■ ACTIVITY LIST ■
(A) In the article on church reopenings, what attendance limit does the Illinois Department of Public Health recommend for churches?
(B) Extract the passage of the article on church reopenings between "In Illinois, many" and "in hard-hit communities.", inclusive.

■ PAGE TEXT ■
::::::

Smaller churches appear to have some advantage over larger bodies as efforts to resume in-person worship gatherings continue, despite the emergence of new hot spots. The number of churches that don’t plan to reopen until “sometime next year” has grown from 1% to 5% in a month, according to researcher George Barna. The most recent example: Andy Stanley’s multi-site megachurch in Atlanta, Ga.
“We cannot guarantee your safety,” the pastor of North Point Community said in a video announcement. Stanley cited his state’s uptick in Coronavirus cases, the results of a member survey, and the experience of churches that have already reopened only to witness a rise in illnesses.
In Illinois, many IBSA churches relaunched in-person gatherings in June and July, adding services, spreading out chairs, or blocking off every other pew to help churchgoers maintain social distancing.
Current guidance from the Illinois Department of Public Health recommends that churches limit attendance to 25% of building capacity or 100 attenders, whichever is lower. Many IBSA churches can operate within the guidelines, but some have delayed reopening anyway, particularly in hard-hit communities.
The vast majority of churches in the Chicago Metro Baptist Association remained closed over the summer, said Rick Dorsey, pastor of Beacon Hill Missionary Baptist Church and the chair of the association’s administrative council. While many are planning late summer or fall reopenings, some churches in at-risk communities are waiting.

::::::

■ PROVIDED MATERIAL ■
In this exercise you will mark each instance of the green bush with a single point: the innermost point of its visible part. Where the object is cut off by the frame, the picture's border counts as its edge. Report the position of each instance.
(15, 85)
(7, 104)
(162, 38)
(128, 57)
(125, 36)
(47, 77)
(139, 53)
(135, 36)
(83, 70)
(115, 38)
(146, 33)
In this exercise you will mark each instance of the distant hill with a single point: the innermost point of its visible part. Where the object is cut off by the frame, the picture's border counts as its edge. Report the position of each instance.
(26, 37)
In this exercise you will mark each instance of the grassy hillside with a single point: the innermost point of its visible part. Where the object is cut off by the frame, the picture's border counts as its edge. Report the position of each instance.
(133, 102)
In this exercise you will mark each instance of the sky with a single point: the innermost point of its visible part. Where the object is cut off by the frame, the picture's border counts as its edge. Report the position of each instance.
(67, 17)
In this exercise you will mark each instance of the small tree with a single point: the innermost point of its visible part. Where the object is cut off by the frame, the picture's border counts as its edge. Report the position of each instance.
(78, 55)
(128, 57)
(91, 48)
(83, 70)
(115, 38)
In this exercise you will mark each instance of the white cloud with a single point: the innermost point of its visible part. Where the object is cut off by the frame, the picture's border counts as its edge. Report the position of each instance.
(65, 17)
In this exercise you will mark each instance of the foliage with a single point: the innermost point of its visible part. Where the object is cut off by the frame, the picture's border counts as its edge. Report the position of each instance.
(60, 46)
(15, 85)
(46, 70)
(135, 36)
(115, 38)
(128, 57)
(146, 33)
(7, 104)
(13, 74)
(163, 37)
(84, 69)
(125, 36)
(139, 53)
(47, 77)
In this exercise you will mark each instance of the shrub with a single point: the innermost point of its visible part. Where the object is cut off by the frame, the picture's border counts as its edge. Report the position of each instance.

::::::

■ ANSWERS PROVIDED ■
(A) Churches should limit attendance to 25% of building capacity or 100 attenders, whichever is lower.

(B)
In Illinois, many IBSA churches relaunched in-person gatherings in June and July, adding services, spreading out chairs, or blocking off every other pew to help churchgoers maintain social distancing.
Current guidance from the Illinois Department of Public Health recommends that churches limit attendance to 25% of building capacity or 100 attenders, whichever is lower. Many IBSA churches can operate within the guidelines, but some have delayed reopening anyway, particularly in hard-hit communities.